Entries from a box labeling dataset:

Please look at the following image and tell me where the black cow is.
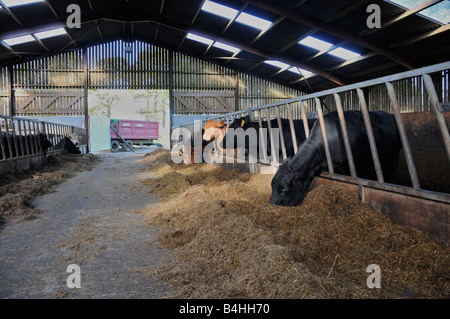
[0,132,52,160]
[56,136,81,154]
[221,116,317,159]
[270,111,401,206]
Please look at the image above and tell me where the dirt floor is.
[0,149,450,299]
[0,148,174,299]
[139,150,450,299]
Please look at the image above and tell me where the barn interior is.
[0,0,450,298]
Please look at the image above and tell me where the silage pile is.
[0,154,98,224]
[144,149,450,298]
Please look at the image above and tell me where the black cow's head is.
[220,115,251,148]
[228,115,250,129]
[270,160,314,206]
[39,133,53,151]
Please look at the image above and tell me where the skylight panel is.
[419,1,450,24]
[236,12,272,31]
[299,36,333,51]
[202,0,238,20]
[34,28,67,40]
[213,42,241,53]
[3,34,35,46]
[288,67,314,77]
[388,0,428,9]
[328,48,361,60]
[264,60,290,69]
[186,33,214,46]
[3,0,44,7]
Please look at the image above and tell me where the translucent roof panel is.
[236,12,272,31]
[288,67,314,77]
[264,60,290,69]
[3,34,35,46]
[2,0,44,7]
[213,42,241,53]
[202,0,238,20]
[328,48,361,60]
[419,0,450,24]
[34,28,67,40]
[186,33,214,46]
[298,36,333,51]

**Written problem**
Convert every line of the entries above into a Markdown table with the columns Row and Line, numbering each line and skipping blank lines. Leave the pictures out of the table.

**Solution to the problem**
| Row | Line |
|---|---|
| 1 | Please look at the following image and tell me where the black cow is. |
| 2 | [0,132,52,160] |
| 3 | [56,136,81,154] |
| 4 | [221,116,317,159] |
| 5 | [270,111,401,206] |
| 6 | Please look at the image above and tell me where the dirt floor is. |
| 7 | [0,149,450,299] |
| 8 | [0,148,174,299] |
| 9 | [139,150,450,299] |
| 10 | Please look at the image above and tell me where the barn interior is. |
| 11 | [0,0,450,298] |
| 12 | Please look at the image above and tell me where the silage pile is. |
| 13 | [0,154,98,224] |
| 14 | [144,149,450,298] |
| 15 | Please look at the image above and tell me where the black cow's head is. |
| 16 | [220,115,251,148] |
| 17 | [228,115,250,129] |
| 18 | [270,160,314,206] |
| 19 | [39,133,53,151] |
| 20 | Please look at the image above and tell me where the skylight panel is. |
| 21 | [419,1,450,24] |
| 22 | [236,12,272,31] |
| 23 | [299,36,333,51] |
| 24 | [202,0,238,20] |
| 25 | [34,28,67,40] |
| 26 | [213,42,241,53] |
| 27 | [3,34,35,46] |
| 28 | [288,67,314,77] |
| 29 | [388,0,428,9] |
| 30 | [328,48,361,60] |
| 31 | [264,60,290,69] |
| 32 | [186,33,214,46] |
| 33 | [3,0,44,7] |
| 34 | Please look at the image above and tell me where the translucent roof panel is. |
| 35 | [236,12,272,31] |
| 36 | [288,67,314,77] |
| 37 | [264,60,290,69] |
| 38 | [3,34,35,46] |
| 39 | [2,0,44,7] |
| 40 | [213,42,241,53] |
| 41 | [202,0,238,20] |
| 42 | [328,48,361,60] |
| 43 | [419,0,450,24] |
| 44 | [34,28,67,40] |
| 45 | [186,33,214,46] |
| 46 | [298,36,333,51] |